* start Records for this task *

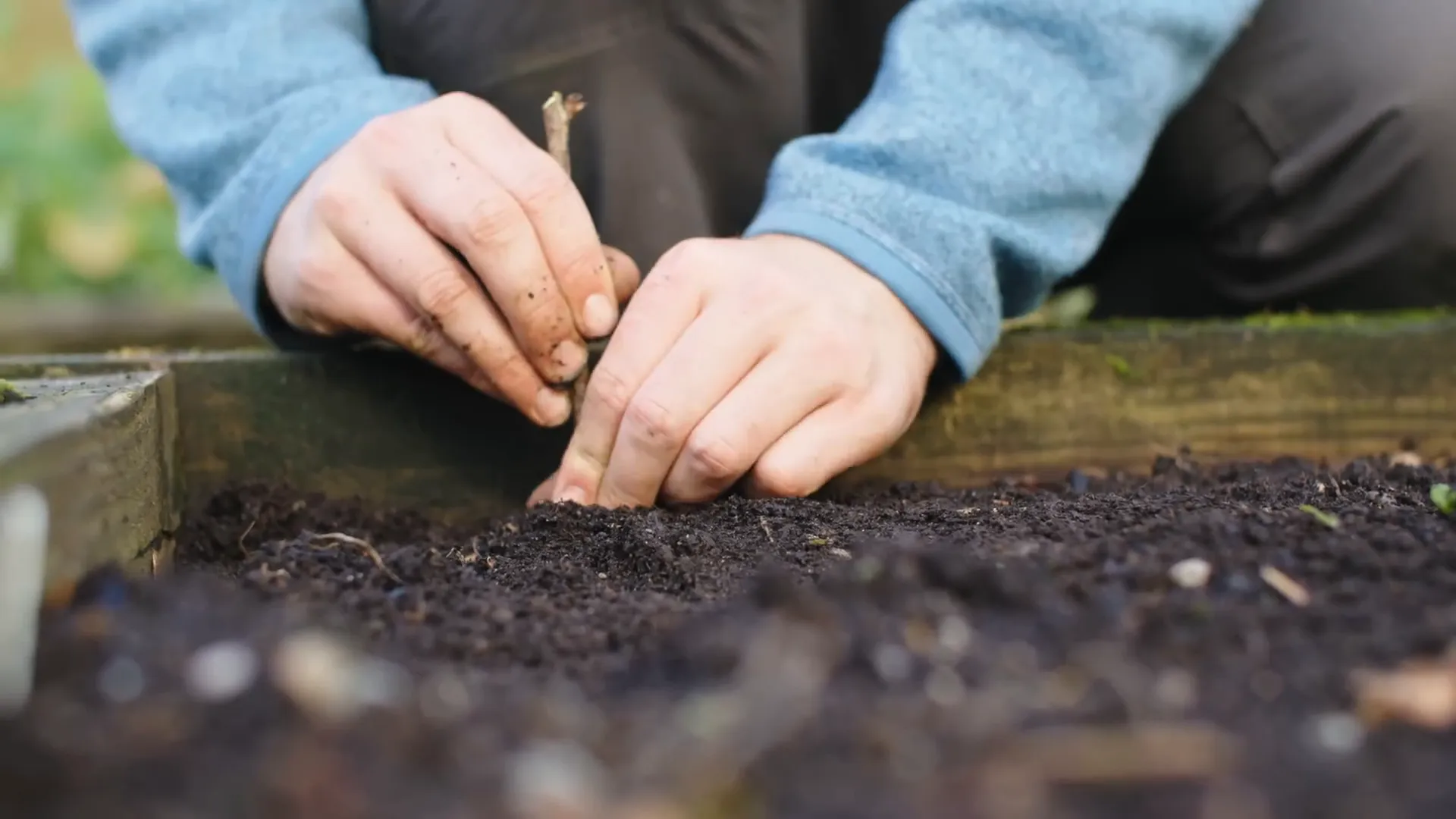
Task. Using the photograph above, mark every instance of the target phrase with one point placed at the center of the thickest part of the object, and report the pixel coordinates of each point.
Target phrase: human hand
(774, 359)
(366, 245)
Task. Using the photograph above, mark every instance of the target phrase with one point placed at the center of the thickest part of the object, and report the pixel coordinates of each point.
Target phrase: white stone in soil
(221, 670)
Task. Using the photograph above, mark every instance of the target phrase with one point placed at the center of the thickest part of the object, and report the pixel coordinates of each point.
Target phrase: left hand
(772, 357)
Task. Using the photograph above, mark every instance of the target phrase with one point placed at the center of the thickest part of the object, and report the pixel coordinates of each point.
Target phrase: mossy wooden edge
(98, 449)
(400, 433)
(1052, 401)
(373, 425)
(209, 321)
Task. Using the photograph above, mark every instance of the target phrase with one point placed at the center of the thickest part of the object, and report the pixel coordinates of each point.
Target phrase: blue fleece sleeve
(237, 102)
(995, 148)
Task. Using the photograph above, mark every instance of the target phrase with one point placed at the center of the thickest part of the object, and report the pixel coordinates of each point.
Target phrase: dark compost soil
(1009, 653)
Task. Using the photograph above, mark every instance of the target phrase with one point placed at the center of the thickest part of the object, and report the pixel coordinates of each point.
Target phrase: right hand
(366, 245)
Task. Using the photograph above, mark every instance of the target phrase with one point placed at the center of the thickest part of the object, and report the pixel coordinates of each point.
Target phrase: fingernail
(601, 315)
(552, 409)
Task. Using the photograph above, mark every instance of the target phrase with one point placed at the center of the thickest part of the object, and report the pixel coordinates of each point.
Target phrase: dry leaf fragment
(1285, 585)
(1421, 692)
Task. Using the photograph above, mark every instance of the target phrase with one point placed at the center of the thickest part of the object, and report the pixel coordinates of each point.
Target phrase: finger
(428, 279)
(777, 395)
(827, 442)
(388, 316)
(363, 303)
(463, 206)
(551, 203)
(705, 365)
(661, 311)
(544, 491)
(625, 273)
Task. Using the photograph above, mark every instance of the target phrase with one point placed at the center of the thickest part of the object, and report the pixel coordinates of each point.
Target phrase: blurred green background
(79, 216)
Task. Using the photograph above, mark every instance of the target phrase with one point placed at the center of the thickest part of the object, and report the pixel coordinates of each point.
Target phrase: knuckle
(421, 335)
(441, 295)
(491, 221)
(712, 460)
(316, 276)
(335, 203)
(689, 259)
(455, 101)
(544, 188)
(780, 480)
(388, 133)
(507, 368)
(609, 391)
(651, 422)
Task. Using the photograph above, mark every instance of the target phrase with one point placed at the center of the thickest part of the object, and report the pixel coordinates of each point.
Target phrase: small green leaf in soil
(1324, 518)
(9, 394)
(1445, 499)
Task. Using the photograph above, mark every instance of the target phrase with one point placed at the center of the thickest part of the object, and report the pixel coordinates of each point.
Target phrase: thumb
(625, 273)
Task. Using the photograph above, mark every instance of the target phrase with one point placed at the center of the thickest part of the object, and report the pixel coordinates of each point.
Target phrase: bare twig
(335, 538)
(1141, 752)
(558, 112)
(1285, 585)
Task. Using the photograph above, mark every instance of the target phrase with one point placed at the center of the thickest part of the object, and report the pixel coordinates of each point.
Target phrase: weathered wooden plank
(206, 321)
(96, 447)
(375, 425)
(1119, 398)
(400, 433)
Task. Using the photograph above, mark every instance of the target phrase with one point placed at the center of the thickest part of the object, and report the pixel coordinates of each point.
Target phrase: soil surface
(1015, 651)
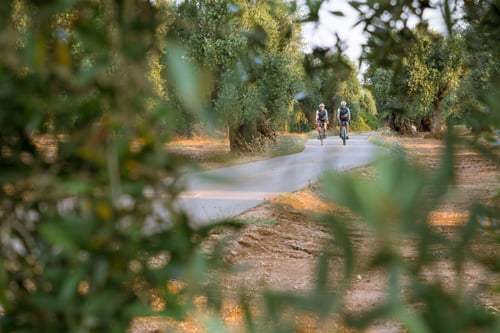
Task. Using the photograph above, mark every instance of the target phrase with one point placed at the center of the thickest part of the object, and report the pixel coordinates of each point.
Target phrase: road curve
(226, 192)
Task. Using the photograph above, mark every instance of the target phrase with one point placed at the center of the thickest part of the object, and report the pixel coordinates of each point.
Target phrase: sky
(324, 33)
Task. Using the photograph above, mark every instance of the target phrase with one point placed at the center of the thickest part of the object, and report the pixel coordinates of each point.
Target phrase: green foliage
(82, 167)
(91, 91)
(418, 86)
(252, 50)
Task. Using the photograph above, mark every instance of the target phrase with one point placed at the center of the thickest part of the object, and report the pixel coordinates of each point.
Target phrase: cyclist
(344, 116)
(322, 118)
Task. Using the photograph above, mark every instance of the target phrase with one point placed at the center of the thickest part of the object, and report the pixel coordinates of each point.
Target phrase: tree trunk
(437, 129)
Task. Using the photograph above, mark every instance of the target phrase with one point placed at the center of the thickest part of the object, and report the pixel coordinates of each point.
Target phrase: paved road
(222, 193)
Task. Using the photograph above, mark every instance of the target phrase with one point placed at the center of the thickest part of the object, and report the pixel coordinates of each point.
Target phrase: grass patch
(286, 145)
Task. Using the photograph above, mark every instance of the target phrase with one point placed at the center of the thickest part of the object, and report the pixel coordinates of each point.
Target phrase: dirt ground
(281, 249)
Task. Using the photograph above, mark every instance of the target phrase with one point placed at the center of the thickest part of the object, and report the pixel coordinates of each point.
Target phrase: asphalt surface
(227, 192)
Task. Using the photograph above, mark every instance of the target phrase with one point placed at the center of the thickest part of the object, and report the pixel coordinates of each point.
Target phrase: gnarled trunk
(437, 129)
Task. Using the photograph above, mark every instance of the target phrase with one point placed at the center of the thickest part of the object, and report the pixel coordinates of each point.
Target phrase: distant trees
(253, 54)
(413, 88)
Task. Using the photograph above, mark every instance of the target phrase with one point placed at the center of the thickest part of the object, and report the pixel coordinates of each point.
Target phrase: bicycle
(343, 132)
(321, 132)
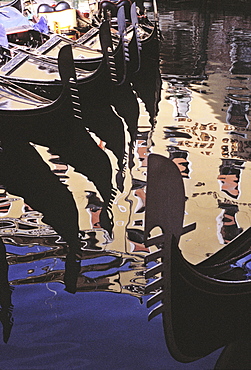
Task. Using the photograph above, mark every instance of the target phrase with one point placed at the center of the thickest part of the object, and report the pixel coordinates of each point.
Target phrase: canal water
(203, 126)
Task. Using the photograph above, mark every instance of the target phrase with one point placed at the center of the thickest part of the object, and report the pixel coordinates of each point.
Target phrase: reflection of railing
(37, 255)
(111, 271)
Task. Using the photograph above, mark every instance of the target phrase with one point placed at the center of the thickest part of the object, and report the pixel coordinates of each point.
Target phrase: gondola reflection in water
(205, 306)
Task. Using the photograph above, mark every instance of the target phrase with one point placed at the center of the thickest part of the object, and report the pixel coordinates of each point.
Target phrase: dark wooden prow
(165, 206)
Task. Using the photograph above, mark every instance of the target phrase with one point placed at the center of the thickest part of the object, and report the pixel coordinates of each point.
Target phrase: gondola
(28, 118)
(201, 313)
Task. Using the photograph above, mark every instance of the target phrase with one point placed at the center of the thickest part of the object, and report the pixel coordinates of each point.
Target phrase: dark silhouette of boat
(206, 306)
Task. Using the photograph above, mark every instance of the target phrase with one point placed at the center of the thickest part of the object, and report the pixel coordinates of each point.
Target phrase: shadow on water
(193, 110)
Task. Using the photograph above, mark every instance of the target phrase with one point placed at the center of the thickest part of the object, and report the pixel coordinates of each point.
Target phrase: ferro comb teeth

* end Records for this task *

Give back the whole listing as it stands, minus its pictures.

◆ **Result**:
Task. Using the photograph above, mark every instance of the target phrase with one point placed at the center of the thickest part of the object, and report the pixel coordinates of each point.
Target phrase: human hand
(774, 359)
(366, 245)
Task. Using the photograph above, mark every instance of the target phrase with one point placed at the center of the thickest part of the object, and report the pixel coordinates of each point.
Target phrase: white stone in soil
(221, 670)
Task. Using the photograph above, mark every instance of the target phrase with one point placed at the center of the thickest part of the object, and report the pixel coordinates of each point.
Target phrase: left hand
(772, 357)
Task. Using the photograph above, mark every instance of the target phrase with one point placed at the center of the thickest part of the object, and report the pixel coordinates of each point.
Target phrase: mossy wooden edge
(98, 449)
(400, 433)
(1052, 401)
(373, 425)
(209, 321)
Task. Using the photograph above, mark every instance of the target phrase with one point placed at the center of the thickest part of the object, and report the pixel coordinates of each point.
Target phrase: blue fleece sleeve
(237, 102)
(995, 148)
Task. Using the photograph above, mark every instance of the target phrase with one point placed at the center of the thickest part of the object, and report the pixel coordinates of each point.
Target phrase: dark compost soil
(1009, 653)
Task. Using the photograph above, mark every instance of the target phrase with one point placed at the center of the thickest part of the object, and report the pixel coordinates of each point.
Target phrase: right hand
(366, 245)
Task. Using the photograph above, mark every instance of the target phrase with one point placed at the center of the thickest part of the object, and report the pixel coordinates of each point.
Target phrase: fingernail
(601, 315)
(552, 409)
Task. Using the photograph above, mark every instance of the target phrase with one point placed at the center of the thickest part of the object, and report the pixel coordinates of each point.
Target phrase: dry leaf fragment
(1285, 585)
(1421, 692)
Task. Using the photograph above, mark every instance of the target phrase with one point placed at the center of the thickest part of the object, and report the pixel coordinates of each point.
Target phrase: finger
(428, 279)
(777, 395)
(827, 442)
(388, 316)
(363, 303)
(463, 206)
(551, 203)
(705, 365)
(661, 311)
(544, 491)
(625, 273)
Task. Using the photograph above, mark every instance of the target phrase with one point placed at the center of the thickest part of the object, and report the pixel coordinates of each point.
Target phrase: blurred green background
(79, 216)
Task. Using the photograph above, mark every instance of the target phrase with one point placed at the center of the thickest part of the object, and report the pixel coordinates of each point.
Target phrase: knuckle
(421, 335)
(441, 295)
(491, 221)
(712, 460)
(316, 276)
(335, 203)
(689, 259)
(455, 101)
(544, 188)
(780, 480)
(388, 133)
(507, 368)
(609, 391)
(651, 422)
Task. Using the photograph above, mark every instance of the target phrase with one point placed at the center of the thickest part of the object, and report the pixel coordinates of each point.
Target phrase: small green leaf in soil
(1324, 518)
(9, 394)
(1445, 499)
Task. Using the photograph above, mark every instance of the target phrase with one point placed at the center of the thickest part of the object, and report the pixel coordinates of each point.
Target phrase: thumb
(625, 273)
Task. Using the photograph above, mark every instance of the target phrase with one point placed at the center of the thickest part of the object, and report the pixel coordinates of each point.
Target phrase: bare twig
(335, 538)
(1141, 752)
(558, 112)
(1285, 585)
Task. Using the photograph above, mark every instance of the target phrase with one point placed at the center of the thickest part of the object, and report the pixel coordinates of each point.
Target phrase: weathered wooden plank
(206, 321)
(96, 447)
(375, 425)
(1119, 398)
(400, 433)
Task. Using the photograph above, mark every instance of the target phrase with one point placed at the center of the thickest part of the object, and report the pixel coordinates of each point.
Target phrase: soil surface
(1015, 651)
Task. Using the photograph above, mark every instance of the target phrase with one point placed at the center of the thickest part of the object, and report the pixel coordinates of each point.
Target phrase: road curve
(226, 192)
Task. Using the photograph above, mark every instance of the target phrase with one point placed at the center of the thickest part of the object, and report the pixel coordinates of each point.
Target phrase: sky
(324, 33)
Task. Using the photograph above, mark every instance of the target phrase with one point placed at the center of the thickest part of the object, and report the pixel coordinates of each point.
Target phrase: green foliage
(82, 167)
(91, 91)
(418, 86)
(252, 50)
Task. Using the photograph above, mark every instance of the target phrase with one point placed at the center of the thickest part of the object, and report the pixel coordinates of each point.
Target phrase: cyclist
(344, 116)
(322, 118)
Task. Using the photograph above, mark every instance of the target phrase with one point placed at the center of the thickest part of the object, and report the pixel coordinates of each point.
Target phrase: tree trunk
(437, 129)
Task. Using the photograph above, mark every instance of the target phrase with one point placed at the center of the thickest part of the object, and report the pixel coordinates of each point.
Target phrase: paved road
(222, 193)
Task. Using the photograph above, mark every instance of the target phrase with one point placed at the center of the thickest part of the object, and report the pixel coordinates of each point.
Target phrase: grass patch
(286, 145)
Task. Using the photograph above, mark every instance of the target phrase with one point placed at the center of the thickest part of the object, and report the pixel coordinates of each point.
Target phrase: dirt ground
(281, 249)
Task. Using the photograph above, mark every instance of the target phrase with one point placed at the center of the thickest part of the object, and report the pixel coordinates of each point.
Target phrase: asphalt surface
(227, 192)
Task. Using the photograph above, mark every instance of the target phrase with one point placed at the center of the thickest part of the object, and report the pixel coordinates of each point.
Target phrase: gnarled trunk
(437, 129)
Task. Using the photograph above, mark every instance of the target phrase with one point placed at the center of the thickest part of the object, and report the pixel coordinates of each point.
Target phrase: distant trees
(253, 54)
(413, 88)
Task. Using the photograph above, mark every instance of the target phrase with one point placed at the center of the thickest part of the object, and report the pixel coordinates of each point.
Target phrase: bicycle
(343, 132)
(321, 132)
Task. Using the photograph above, mark every instance of the target phrase with one point placed at the center of the thickest part of the object, and report the pixel coordinates of each point.
Target phrase: canal water
(203, 126)
Task. Using the photograph above, mark every instance of the target phrase with one point placed at the center of the thickest part of the object, and report the pixel coordinates of each point.
Target phrase: reflection of railing
(37, 255)
(111, 271)
Task. Using the photograph above, mark every instance of the target phrase with one point placed at the center of the thickest part of the object, and report the pixel coordinates of each point.
Target phrase: gondola reflection in water
(205, 306)
Task. Using the photograph above, mark every instance of the target phrase with one point placed at the center of the thickest part of the object, and report the pixel coordinates of each point.
Target phrase: dark wooden prow
(165, 206)
Task. Using the photograph above, mark every instance of the target phrase with one point placed at the center of the thickest part of the object, and report the pixel coordinates of each point.
Target phrase: gondola
(28, 118)
(201, 313)
Task. Using the photograph above, mark every instance of the target phrase with one point placed at the center of the thickest part of the object, and report the pixel coordinates of each point.
Target phrase: dark silhouette of boat
(206, 306)
Task. Using the photograph above, mark every instance of the target phrase with one point placed at the center of the thickest part of the object, and report the pixel coordinates of each point.
Target phrase: shadow on water
(193, 110)
Task. Using the photograph above, mark every instance of the target phrase with one point placed at the center of the thickest part of the object, and report the pixel coordinates of each point.
Target phrase: ferro comb teeth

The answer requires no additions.